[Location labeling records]
[start]

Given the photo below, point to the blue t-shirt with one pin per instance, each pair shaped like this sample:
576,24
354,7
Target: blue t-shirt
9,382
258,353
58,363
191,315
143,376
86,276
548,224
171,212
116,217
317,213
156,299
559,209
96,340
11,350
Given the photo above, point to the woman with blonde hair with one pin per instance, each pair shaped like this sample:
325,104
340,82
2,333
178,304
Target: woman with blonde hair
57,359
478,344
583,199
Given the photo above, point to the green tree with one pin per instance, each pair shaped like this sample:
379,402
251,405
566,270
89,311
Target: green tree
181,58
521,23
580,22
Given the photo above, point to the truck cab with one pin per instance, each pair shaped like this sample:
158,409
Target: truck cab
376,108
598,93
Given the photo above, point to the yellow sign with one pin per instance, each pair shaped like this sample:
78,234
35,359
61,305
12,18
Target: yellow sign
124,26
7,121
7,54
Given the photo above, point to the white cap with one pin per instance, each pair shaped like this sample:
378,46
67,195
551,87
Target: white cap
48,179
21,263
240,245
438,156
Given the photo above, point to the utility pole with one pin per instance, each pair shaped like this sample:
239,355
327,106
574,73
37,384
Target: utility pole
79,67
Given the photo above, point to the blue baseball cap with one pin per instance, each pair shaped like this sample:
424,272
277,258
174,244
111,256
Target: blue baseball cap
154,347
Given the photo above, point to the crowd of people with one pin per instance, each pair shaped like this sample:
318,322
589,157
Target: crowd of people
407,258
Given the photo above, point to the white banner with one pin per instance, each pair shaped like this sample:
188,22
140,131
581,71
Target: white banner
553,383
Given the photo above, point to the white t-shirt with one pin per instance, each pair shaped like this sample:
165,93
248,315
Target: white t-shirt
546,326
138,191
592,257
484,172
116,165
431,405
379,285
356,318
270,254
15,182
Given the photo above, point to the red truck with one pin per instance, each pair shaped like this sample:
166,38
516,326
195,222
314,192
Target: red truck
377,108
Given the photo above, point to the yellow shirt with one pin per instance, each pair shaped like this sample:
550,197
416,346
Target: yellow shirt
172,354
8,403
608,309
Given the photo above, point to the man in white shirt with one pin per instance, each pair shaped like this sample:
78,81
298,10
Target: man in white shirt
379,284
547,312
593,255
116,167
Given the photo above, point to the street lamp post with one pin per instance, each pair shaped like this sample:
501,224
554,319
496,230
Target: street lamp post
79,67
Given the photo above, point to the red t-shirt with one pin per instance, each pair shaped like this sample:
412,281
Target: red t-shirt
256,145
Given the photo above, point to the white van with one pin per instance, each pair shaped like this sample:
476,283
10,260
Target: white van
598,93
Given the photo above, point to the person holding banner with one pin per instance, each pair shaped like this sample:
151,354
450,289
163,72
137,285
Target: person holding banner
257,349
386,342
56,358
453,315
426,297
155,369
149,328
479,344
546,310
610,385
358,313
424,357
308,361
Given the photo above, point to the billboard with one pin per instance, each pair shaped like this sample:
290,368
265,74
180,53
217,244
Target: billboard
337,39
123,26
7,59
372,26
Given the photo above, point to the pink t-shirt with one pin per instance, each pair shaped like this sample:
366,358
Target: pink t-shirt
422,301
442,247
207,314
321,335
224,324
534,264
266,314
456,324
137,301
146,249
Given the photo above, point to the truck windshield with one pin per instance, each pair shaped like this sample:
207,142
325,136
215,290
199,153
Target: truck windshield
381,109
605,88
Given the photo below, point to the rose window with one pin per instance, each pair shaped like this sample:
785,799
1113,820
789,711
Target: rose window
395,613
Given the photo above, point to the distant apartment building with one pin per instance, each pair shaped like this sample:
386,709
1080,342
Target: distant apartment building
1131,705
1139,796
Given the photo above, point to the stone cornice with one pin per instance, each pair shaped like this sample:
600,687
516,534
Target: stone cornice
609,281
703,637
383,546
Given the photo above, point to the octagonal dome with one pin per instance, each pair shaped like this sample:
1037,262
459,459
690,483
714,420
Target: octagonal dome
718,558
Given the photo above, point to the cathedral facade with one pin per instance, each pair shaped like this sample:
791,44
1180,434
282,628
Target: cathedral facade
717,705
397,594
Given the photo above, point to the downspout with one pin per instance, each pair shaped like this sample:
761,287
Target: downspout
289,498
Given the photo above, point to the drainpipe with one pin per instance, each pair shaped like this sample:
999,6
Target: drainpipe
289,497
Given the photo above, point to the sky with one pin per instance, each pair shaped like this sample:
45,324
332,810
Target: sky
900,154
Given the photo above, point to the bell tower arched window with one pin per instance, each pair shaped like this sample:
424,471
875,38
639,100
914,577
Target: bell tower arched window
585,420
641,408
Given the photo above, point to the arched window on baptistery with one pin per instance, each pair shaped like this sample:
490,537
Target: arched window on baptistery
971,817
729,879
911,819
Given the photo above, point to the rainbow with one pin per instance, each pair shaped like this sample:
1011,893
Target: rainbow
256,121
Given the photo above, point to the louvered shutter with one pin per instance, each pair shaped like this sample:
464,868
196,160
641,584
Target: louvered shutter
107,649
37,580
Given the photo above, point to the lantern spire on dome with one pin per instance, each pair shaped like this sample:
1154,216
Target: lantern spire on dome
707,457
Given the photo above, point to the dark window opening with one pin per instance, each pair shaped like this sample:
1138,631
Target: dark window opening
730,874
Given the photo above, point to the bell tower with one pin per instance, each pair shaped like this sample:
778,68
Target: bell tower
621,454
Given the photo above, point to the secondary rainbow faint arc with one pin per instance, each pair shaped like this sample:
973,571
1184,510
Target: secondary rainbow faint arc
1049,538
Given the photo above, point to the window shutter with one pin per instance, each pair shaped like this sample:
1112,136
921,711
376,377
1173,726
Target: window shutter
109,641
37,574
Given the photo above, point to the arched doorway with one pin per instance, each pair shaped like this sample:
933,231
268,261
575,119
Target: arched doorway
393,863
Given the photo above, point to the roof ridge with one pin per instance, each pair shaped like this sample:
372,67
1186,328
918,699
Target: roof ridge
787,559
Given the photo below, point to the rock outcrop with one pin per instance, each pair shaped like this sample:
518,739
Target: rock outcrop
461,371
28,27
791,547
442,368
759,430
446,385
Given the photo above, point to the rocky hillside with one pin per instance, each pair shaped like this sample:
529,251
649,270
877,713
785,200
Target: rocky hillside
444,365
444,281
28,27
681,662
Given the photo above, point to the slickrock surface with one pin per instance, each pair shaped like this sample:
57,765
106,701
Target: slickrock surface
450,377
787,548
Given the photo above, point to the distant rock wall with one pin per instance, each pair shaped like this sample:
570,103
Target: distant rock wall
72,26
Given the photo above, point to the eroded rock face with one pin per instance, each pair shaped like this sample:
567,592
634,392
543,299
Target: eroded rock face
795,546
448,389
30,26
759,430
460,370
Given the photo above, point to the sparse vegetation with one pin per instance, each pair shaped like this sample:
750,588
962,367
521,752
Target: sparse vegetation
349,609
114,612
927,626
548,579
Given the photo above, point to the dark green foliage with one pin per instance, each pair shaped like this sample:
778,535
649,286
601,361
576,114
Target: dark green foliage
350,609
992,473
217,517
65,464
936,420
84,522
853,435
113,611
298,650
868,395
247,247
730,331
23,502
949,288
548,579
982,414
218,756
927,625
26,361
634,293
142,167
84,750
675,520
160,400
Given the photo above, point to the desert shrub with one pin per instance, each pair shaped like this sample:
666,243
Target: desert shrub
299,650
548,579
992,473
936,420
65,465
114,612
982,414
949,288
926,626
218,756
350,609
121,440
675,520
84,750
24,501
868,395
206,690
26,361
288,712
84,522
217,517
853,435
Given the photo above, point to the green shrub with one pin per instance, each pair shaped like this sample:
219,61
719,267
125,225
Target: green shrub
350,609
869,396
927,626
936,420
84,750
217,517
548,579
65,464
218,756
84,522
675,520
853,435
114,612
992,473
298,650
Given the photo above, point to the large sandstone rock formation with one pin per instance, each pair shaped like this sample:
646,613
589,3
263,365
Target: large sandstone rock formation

[end]

Set down only these lines, exactly: the line containing "Given the photo above, point to the dark green" and each line after it, through the end of the listing.

Given the photo above, point to the dark green foliage with one pin per instance, each pair shaped like this sample:
778,535
649,286
601,361
576,114
Target: dark green foliage
350,609
992,473
217,517
65,464
936,420
84,522
853,435
113,611
298,650
868,395
247,247
730,331
23,502
949,288
548,579
982,414
218,756
927,625
26,361
634,293
142,167
84,750
675,520
160,400
Given the photo above, point to the desert shrub with one pin per instance, each pair shaped like this sample:
666,243
Target: desert shrub
299,650
548,579
992,473
936,420
65,465
114,612
982,414
949,288
926,626
218,756
350,609
121,440
675,520
84,750
24,501
868,395
206,690
26,361
288,712
84,522
217,517
853,435
Given the photo above, point to the green shrub with one pin per instance, each pair shaped like this sample:
219,61
719,267
125,225
Target: green shrub
350,609
869,396
927,626
936,420
84,750
217,517
548,579
65,464
218,756
84,522
675,520
853,435
114,612
992,473
298,650
Given the photo above, point to the large sandstone rock formation with one pin per instance, each pair shaped like this sample:
646,613
589,3
263,365
Target: large sandstone rock formation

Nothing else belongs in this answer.